## [Dataset items]
-------
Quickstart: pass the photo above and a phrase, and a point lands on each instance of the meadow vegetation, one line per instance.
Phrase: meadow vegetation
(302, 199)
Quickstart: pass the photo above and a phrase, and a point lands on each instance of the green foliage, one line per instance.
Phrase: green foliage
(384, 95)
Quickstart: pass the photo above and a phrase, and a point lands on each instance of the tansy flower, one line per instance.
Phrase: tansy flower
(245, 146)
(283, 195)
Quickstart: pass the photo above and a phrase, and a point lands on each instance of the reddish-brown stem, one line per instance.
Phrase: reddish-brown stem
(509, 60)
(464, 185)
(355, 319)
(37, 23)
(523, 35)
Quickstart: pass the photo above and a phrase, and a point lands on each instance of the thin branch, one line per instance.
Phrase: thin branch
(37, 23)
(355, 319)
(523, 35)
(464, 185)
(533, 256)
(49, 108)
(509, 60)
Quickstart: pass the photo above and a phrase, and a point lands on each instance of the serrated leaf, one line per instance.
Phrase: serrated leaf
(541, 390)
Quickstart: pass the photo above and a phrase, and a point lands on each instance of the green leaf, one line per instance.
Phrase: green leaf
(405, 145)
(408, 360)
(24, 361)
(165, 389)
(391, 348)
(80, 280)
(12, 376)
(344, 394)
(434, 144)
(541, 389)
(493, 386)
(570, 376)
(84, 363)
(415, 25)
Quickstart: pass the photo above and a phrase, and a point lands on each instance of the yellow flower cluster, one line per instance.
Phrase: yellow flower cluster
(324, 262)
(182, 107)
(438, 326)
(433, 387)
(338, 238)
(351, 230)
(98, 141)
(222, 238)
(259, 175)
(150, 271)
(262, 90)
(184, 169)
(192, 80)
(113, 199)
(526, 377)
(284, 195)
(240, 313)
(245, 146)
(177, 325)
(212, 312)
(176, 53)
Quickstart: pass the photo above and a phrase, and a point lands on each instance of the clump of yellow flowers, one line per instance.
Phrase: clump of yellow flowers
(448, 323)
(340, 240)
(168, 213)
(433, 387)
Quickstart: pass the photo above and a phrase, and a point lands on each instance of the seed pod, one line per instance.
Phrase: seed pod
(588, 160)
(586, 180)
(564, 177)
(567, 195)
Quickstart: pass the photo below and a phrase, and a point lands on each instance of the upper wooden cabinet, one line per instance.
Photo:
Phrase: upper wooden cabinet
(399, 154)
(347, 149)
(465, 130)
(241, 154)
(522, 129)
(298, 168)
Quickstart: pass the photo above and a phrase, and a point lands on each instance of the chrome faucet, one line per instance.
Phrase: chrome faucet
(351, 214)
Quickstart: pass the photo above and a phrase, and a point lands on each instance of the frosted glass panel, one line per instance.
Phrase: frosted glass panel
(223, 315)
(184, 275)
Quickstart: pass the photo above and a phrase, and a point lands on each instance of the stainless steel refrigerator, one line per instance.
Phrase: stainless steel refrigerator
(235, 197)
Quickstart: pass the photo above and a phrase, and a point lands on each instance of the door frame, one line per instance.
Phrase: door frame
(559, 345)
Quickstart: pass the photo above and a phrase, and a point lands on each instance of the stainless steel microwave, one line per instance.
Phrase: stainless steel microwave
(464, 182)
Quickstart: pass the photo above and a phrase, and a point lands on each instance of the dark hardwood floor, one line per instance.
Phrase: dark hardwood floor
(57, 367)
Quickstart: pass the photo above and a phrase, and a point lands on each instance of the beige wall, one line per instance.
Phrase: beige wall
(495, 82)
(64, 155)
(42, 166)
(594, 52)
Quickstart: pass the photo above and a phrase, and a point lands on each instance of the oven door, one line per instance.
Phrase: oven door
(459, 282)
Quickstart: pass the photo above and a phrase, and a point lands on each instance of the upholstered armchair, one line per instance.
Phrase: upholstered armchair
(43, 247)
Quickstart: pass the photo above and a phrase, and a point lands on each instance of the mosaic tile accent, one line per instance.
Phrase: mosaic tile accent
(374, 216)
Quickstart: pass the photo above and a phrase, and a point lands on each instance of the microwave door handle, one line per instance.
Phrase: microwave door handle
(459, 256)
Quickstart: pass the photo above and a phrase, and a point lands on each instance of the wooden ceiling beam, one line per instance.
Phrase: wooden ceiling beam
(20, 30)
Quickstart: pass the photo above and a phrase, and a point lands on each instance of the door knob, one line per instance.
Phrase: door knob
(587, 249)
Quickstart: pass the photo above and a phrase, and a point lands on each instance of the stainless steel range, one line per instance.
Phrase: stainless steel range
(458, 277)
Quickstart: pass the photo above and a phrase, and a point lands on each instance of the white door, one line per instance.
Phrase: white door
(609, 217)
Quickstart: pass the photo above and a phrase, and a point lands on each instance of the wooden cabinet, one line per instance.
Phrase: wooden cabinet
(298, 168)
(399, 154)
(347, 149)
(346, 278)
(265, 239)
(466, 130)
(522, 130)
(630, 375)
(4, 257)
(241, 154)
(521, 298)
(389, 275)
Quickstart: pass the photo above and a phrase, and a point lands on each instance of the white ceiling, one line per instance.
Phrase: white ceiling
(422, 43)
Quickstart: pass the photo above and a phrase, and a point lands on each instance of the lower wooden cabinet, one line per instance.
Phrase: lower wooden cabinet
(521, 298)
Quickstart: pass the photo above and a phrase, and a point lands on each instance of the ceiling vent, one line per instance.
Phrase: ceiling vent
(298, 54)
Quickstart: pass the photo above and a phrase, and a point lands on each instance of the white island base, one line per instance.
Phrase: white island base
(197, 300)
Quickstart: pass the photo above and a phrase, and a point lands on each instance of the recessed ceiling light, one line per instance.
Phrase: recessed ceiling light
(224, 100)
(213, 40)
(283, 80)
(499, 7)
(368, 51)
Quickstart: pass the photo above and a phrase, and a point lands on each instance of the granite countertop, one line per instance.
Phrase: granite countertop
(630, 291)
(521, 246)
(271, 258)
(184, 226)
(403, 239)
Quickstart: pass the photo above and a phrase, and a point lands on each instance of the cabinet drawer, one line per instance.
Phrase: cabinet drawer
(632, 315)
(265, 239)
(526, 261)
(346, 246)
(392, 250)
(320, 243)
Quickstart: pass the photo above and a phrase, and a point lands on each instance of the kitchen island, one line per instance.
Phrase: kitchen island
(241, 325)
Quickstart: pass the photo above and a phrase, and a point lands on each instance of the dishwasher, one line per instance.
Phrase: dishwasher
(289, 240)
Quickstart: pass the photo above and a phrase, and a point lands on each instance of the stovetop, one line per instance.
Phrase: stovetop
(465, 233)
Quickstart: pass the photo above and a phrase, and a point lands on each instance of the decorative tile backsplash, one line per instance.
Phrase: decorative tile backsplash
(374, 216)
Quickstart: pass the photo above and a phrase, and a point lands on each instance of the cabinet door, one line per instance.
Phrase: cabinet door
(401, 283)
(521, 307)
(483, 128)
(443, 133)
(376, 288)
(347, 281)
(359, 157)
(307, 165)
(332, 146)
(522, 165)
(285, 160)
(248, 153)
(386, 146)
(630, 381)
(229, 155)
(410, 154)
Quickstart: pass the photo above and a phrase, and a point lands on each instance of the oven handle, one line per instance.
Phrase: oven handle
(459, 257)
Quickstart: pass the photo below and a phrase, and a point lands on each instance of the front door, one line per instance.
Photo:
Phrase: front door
-------
Pull out every line holding "below" from the records above, and copy it.

Quickstart: pass the photo below and a phrase, and a point lands on each instance of the upper wooden cabinet, one line per instance.
Quickstart: pass the photo below and a phrase, and a point lands on each instance of the front door, one line per instance.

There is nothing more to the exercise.